> _TASK DIRECTIONS_: There is a line below that contains "Please indicate the baseboard". Please reproduce it and all following lines exactly, through the final one.

> _TASK INPUT_:
**********
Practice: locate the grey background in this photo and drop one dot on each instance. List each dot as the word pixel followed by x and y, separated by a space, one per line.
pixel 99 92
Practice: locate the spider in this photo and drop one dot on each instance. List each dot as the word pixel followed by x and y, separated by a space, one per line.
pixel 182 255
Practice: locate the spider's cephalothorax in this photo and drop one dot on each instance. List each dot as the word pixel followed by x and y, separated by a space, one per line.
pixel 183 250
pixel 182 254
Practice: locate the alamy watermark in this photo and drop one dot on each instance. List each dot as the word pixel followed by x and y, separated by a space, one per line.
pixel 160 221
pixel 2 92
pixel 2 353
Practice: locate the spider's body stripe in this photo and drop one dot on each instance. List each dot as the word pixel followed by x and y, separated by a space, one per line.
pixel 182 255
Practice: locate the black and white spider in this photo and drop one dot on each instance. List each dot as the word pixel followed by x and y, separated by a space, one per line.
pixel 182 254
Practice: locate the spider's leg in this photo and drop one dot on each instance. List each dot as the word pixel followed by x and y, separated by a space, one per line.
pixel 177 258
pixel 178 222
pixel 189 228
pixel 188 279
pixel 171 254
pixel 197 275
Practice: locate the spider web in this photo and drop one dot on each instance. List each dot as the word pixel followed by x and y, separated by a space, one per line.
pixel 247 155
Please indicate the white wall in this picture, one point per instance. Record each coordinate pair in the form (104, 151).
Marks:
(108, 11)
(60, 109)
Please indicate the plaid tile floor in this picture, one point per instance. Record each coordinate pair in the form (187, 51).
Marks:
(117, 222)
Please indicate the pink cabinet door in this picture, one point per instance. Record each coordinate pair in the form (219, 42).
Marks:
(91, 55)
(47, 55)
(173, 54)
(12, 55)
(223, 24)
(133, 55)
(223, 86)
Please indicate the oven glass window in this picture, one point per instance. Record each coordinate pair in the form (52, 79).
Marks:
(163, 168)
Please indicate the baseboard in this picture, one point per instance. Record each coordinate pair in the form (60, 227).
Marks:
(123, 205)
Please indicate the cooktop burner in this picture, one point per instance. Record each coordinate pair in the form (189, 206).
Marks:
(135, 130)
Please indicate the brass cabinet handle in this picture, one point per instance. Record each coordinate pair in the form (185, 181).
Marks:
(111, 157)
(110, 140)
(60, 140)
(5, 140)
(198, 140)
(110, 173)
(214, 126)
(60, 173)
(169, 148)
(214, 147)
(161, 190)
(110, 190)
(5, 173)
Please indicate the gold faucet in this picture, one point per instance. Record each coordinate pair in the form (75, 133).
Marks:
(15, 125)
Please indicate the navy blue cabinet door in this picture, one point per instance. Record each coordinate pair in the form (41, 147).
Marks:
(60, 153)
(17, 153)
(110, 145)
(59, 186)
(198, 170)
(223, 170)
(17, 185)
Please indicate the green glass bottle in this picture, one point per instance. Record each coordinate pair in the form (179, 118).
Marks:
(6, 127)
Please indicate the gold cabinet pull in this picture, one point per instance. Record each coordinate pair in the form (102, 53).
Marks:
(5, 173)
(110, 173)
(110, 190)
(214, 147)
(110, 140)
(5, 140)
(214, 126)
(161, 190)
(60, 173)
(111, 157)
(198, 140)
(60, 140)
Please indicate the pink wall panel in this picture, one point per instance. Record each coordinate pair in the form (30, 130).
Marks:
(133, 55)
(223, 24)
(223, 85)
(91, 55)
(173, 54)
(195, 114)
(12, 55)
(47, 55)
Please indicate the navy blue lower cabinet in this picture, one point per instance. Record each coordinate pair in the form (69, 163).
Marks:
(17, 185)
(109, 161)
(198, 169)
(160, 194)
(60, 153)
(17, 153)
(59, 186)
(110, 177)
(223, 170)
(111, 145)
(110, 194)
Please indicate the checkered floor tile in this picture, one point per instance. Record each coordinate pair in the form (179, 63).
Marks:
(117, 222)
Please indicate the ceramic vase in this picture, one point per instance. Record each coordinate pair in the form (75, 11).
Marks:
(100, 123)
**********
> _RESPONSE TO THIS TASK_:
Please indicate the baseboard in this picture, one point per instance. Record each coordinate pair in the form (60, 227).
Marks:
(123, 205)
Please indicate the cooktop burner in this picture, one point per instance. Record each coordinate pair in the form (189, 206).
Marks:
(135, 130)
Please indicate the brass cabinet handle in this picture, one point per instance. Record each coordinate pair in the form (185, 181).
Marks:
(111, 157)
(110, 140)
(60, 140)
(5, 140)
(198, 140)
(110, 173)
(214, 126)
(60, 173)
(169, 148)
(214, 147)
(161, 190)
(110, 190)
(5, 173)
Please indicate the gold faucet in this picture, one point per instance. Record each coordinate pair in the form (75, 133).
Marks:
(15, 125)
Please indicate the navy blue cabinet door in this picture, one point per instance. Record each coordinate pair in the form (41, 147).
Marks:
(60, 153)
(17, 153)
(110, 145)
(59, 186)
(198, 170)
(223, 170)
(17, 185)
Please indicate the green glass bottle in this picture, one point per instance. Record each coordinate pair in the form (179, 118).
Marks:
(6, 127)
Please indicate the gold cabinet pull in this picture, one point per instance. Record each coordinate pair in the form (102, 53).
Marks:
(5, 173)
(110, 173)
(110, 190)
(214, 147)
(110, 140)
(5, 140)
(214, 126)
(161, 190)
(60, 173)
(111, 157)
(198, 140)
(60, 140)
Please indicate the pink wall panel in this picture, one point per instance. Record each coordinate pair in the form (30, 130).
Marks:
(133, 55)
(223, 24)
(223, 85)
(91, 55)
(173, 54)
(195, 114)
(12, 55)
(47, 55)
Please indicate the navy blue lower cabinet in this picture, one point per instance. Record each coordinate pair in the form (69, 163).
Marks:
(17, 185)
(109, 161)
(198, 169)
(160, 194)
(60, 153)
(17, 153)
(59, 186)
(110, 177)
(223, 170)
(111, 145)
(110, 194)
Please indicate the checkered floor tile in this picture, one point per instance. Record each coordinate pair in the form (179, 63).
Marks:
(117, 222)
Please indicate the ceramic vase in this picture, one point per instance. Record each coordinate pair in the form (75, 11).
Marks:
(100, 123)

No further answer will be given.